Work request 1. According to the passage on the school-to-prison pipeline, why do zero-tolerance policies disproportionately target students of color? Explain in one to three sentences.
Work request 2. Please continue the passage on the school-to-prison pipeline from where it stops.

The prison pipeline, also known as the school-to-prison pipeline (SPP), refers to the system of student disciplinary referrals to the American juvenile justice system, rather than using disciplinary mechanisms within schools themselves. As a result of this system, negative consequences during adulthood, such as incarceration, that disproportionately impact minority students have been attributed to the pipeline, which is closely related to the issue of race in the United States criminal justice system. Many studies have revealed that exposures to the justice system during childhood make students more likely to become imprisoned later in life. School disciplinary policies that overly effect Black and minority students, such as zero-tolerance and exclusionary policies, increase the risk for students to come into contact with the juvenile justice system. These policies disproportionately target students of color, as evidence has revealed a rise among African-American males in the prison system who were expelled from schools with recently implemented zero-tolerance policies. Furthermore, suspensions have been identified as tripling the risk of youth incarceration for students. Other factors that have fostered the development of the prison pipeline include law enforcement on school campuses, such as school resource officers, that play a role in school discipline. Law enforcement officers intervene or perform arrests to address student issues—like drug use or assault of teachers or other students—that break the law. However, implicit biases against minority students have been linked to the disciplinary recommendations made by school officers, which tend to result in more severe punishments to be levied against these students.

(Point localization data)

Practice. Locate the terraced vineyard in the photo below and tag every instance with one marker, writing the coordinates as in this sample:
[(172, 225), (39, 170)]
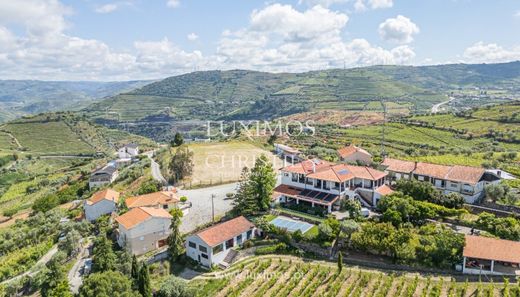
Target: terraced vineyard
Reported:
[(282, 276)]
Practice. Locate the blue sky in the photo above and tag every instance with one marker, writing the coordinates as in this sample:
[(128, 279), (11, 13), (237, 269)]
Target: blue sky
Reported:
[(138, 39)]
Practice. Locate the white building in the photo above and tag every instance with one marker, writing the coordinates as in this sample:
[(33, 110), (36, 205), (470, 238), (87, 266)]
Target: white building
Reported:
[(143, 229), (101, 203), (490, 256), (464, 180), (354, 154), (214, 245), (324, 184), (103, 176), (287, 153), (130, 150)]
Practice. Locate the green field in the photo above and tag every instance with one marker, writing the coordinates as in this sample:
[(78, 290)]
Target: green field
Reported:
[(282, 276), (48, 138)]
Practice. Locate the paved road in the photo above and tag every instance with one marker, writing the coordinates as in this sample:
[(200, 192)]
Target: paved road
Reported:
[(74, 276), (31, 272), (156, 169), (436, 107), (200, 213)]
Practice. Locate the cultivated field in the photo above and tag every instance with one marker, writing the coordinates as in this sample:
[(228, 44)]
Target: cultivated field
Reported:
[(223, 162), (288, 276)]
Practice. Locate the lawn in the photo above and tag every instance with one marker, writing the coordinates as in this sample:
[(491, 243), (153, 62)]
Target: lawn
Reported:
[(289, 276), (223, 162), (48, 138)]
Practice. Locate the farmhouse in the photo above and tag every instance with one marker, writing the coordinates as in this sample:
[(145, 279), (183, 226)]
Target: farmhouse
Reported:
[(163, 199), (465, 180), (143, 229), (214, 245), (354, 154), (103, 176), (101, 203), (287, 153), (130, 150), (484, 255), (324, 184)]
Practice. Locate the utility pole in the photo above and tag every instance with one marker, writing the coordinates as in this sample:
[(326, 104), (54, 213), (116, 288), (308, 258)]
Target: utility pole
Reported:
[(212, 208)]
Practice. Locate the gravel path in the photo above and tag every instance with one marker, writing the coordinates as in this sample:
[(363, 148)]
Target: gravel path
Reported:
[(200, 213)]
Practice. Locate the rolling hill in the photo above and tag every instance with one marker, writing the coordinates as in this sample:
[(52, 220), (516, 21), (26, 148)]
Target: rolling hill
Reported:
[(242, 94), (24, 97)]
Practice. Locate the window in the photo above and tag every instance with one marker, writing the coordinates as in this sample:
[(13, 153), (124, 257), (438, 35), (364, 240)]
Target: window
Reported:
[(217, 249)]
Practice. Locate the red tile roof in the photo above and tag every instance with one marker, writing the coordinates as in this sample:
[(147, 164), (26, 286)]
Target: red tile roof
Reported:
[(107, 194), (399, 165), (334, 172), (351, 149), (457, 173), (219, 233), (486, 248), (136, 216), (152, 199), (384, 190)]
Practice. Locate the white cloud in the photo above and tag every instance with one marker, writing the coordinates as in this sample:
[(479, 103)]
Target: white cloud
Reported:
[(107, 8), (324, 3), (192, 36), (481, 52), (173, 3), (399, 30), (280, 38), (362, 5)]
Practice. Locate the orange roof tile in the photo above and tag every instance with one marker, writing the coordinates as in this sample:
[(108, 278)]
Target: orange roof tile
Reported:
[(486, 248), (107, 194), (135, 216), (384, 190), (152, 199), (225, 231), (465, 174), (399, 165), (351, 149), (433, 170)]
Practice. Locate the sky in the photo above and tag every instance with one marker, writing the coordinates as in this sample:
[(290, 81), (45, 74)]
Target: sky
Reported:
[(107, 40)]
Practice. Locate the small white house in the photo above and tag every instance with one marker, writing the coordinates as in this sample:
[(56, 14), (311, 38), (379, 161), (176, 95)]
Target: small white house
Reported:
[(130, 150), (101, 203), (214, 245), (103, 176), (143, 229)]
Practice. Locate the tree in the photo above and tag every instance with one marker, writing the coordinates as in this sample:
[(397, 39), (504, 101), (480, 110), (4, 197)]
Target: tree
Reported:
[(256, 187), (135, 271), (108, 283), (143, 283), (70, 243), (104, 258), (173, 286), (181, 164), (340, 262), (178, 140), (175, 240)]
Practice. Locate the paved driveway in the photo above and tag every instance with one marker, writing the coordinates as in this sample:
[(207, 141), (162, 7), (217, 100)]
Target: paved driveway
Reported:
[(200, 213)]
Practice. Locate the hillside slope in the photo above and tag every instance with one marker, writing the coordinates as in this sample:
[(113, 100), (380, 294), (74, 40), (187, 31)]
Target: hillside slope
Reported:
[(23, 97), (241, 94)]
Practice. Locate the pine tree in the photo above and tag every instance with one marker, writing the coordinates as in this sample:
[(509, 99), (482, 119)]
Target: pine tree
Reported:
[(340, 262), (244, 202), (104, 257), (144, 281), (135, 271), (175, 240), (262, 182)]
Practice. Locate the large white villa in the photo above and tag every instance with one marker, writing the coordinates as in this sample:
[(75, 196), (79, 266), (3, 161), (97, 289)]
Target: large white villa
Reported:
[(324, 184)]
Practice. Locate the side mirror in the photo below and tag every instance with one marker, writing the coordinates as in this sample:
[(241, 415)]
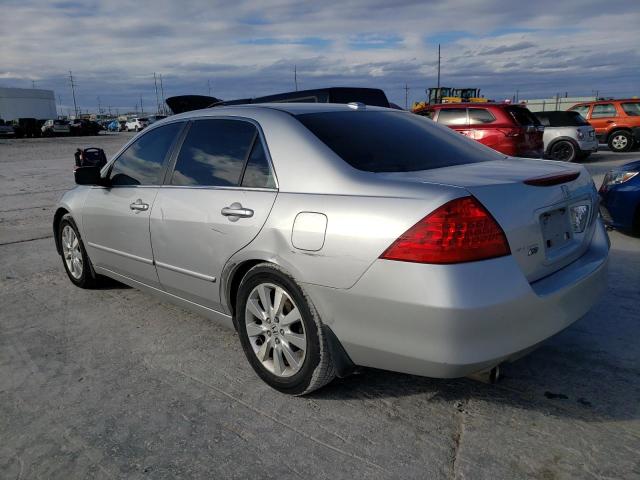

Written response 1. The passage says these policies disproportionately target students of color because evidence has revealed a rise among African-American males in the prison system who were expelled from schools with recently implemented zero-tolerance policies.

Written response 2.
Though many different factors have gradually led to the creation of the prison pipeline, one of the clearest indicators of its development comes from state budgets, as states have generally been increasing investments in justice system infrastructure while simultaneously divesting from education. School-specific factors have also contributed to the development of the prison pipeline, including the discipline gap and the criminalization of schools. A significant number of studies has indicated that exclusionary discipline can create cycles of bad behaviors that result in progressively more severe consequences—often ending in involvement with the justice system. This has been evidenced by disproportionate arrest rates in schools. For example, even though they constitute only 15% of students, Black students comprise 50% of arrests in schools. Subsequent punishments, especially institutional confinement, can have inadvertent consequences, like leading to students dropping out of school. Moreover, the bureaucracy of correctional institutions does not correspond well with school systems, as curricula do not always match. Consequently, students who re-enroll in school tend to lack support systems for reentry and have to overcome the deficit between curricula. Research has also indicated that, especially in inner cities, the various elements of the prison pipeline are ultimately counterproductive to improving or "fixing" a student's education and disciplinary track record.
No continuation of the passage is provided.